As far as Record 30 is concerned, I do not accept MBS=s position that disclosure of a description of
activities that did not take place at a Cabinet meeting can reveal the substances of deliberations of
Cabinet or permit the drawing of accurate inferences regarding the substance of any deliberations.
Accordingly, I find that Record 30 does not qualify for exemption under section 12(1) of the Act.
Record 22 consists of a fax transmittal sheet, a three-page House Book note, a five-page
communications strategy, and one page of related handwritten notes. The fax transmittal sheet
contains no substantive information and does not meet the requirements for exemption under section
12(1). The House Book note consists primarily of factual information about the Remuneration
Commission and its mandate, background information and suggested responses by the Attorney
General, commonly found in House Book notes. In my view, disclosure of these three pages, with
the exception of one paragraph at the top of the third page, would not reveal the substance of
deliberations of Cabinet and/or MBC, and I find that they are not exempt under the introductory
wording of section 12(1). Conversely, for the same reasons outlined above for Records 3, 7, etc., I
find that disclosure of the one paragraph on the third page of the House Book note portion of Record
22 would reveal the substance of deliberations of Cabinet and/or MBC, and it qualifies for
exemption under the introductory wording of section 12(1).

□ □ □ □

PROBLEMS:
• a. Please list the four components that make up Record 22, according to the decision excerpt.
• b. Transcribe the decision excerpt between "As far as Record" and "of any deliberations.", inclusive.
• c. In the decision excerpt, which part of the House Book note is found to qualify for exemption under the introductory wording of section 12(1)?

COLLECTED DATA:
□ □ □ □

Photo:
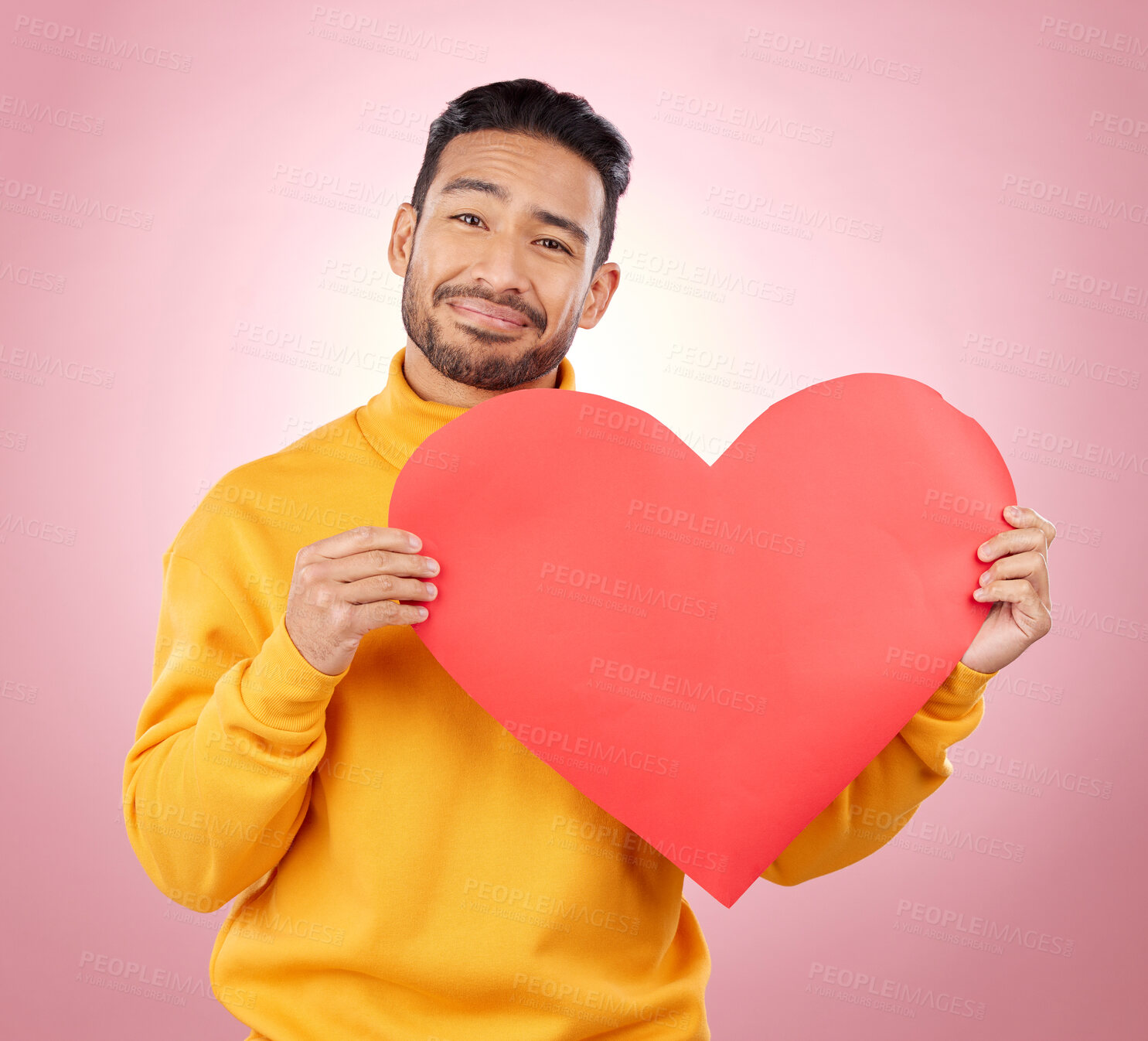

□ □ □ □

ANSWERS BELOW:
• a.
- a fax transmittal sheet
- a three-page House Book note
- a five-page communications strategy
- one page of related handwritten notes

• b.
As far as Record 30 is concerned, I do not accept MBS=s position that disclosure of a description of
activities that did not take place at a Cabinet meeting can reveal the substances of deliberations of
Cabinet or permit the drawing of accurate inferences regarding the substance of any deliberations.

• c. The one paragraph at the top of the third page.